__DESCRIPTION OF THE TASK__
Please turn the records below, from the line containing "Please place a point on the shoreline" through the end of the records, into a numbered list, one entry per line, leaving out any blank lines.
======== MATERIAL TO PROCESS
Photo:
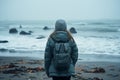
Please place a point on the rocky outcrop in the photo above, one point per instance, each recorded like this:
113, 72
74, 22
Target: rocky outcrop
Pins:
3, 41
73, 30
3, 50
13, 30
25, 33
46, 28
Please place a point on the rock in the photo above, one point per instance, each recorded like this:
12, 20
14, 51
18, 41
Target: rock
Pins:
73, 30
13, 30
40, 37
3, 41
25, 33
46, 28
97, 70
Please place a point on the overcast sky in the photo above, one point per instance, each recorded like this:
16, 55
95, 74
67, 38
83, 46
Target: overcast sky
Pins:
57, 9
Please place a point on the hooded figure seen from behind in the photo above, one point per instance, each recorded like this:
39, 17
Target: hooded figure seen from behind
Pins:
61, 53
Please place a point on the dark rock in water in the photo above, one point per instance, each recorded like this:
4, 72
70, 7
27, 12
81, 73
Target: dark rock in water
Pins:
3, 50
3, 41
30, 31
20, 26
13, 30
12, 51
73, 30
25, 33
97, 70
46, 28
40, 37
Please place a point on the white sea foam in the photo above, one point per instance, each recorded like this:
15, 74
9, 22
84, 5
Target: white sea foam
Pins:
88, 42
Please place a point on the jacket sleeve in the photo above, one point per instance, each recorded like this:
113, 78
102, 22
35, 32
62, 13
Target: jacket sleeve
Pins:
74, 53
48, 56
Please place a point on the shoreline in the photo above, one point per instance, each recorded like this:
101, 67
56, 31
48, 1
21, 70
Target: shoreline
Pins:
84, 69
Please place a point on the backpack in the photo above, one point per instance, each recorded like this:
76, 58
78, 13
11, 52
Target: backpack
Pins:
62, 56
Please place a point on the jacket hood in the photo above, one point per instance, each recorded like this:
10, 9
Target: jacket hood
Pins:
60, 25
60, 36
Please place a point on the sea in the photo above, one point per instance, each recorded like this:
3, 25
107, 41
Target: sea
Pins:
93, 38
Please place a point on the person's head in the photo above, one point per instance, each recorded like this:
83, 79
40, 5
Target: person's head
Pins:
60, 25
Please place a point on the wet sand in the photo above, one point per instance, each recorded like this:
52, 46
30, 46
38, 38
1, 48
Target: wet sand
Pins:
27, 68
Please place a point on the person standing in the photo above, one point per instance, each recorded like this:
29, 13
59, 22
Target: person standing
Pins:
61, 53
================
__ANSWER IN FULL__
1. Please place a point on the shoreline in the photo above, one point per instance, each recorded like this:
2. 101, 67
3. 56, 31
4. 48, 1
5. 21, 70
6. Target: shoreline
7. Pins:
8. 84, 69
9. Please place a point on the backpack in the photo above, one point per instance, each recorded like this:
10. 76, 58
11. 78, 13
12. 11, 52
13. Target: backpack
14. Pins:
15. 62, 56
16. Please place a point on the jacket hood in the photo above, one point per instance, each recorded like this:
17. 10, 9
18. Target: jacket hood
19. Pins:
20. 60, 25
21. 60, 36
22. Please place a point on the sea in the photo above, one point per instance, each recorded like this:
23. 3, 25
24. 107, 41
25. Target: sea
26. Pins:
27. 93, 38
28. Please place a point on the person's head in the photo above, one point per instance, each recorded like this:
29. 83, 79
30. 40, 5
31. Target: person's head
32. Pins:
33. 60, 25
34. Please place a point on the wet sand in the photo above, one point per instance, each recorded like this:
35. 52, 46
36. 30, 46
37. 38, 38
38. 1, 48
39. Target: wet sand
40. Pins:
41. 27, 68
42. Please place a point on the person standing in the photo above, one point per instance, each recorded like this:
43. 29, 13
44. 59, 22
45. Target: person standing
46. Pins:
47. 61, 53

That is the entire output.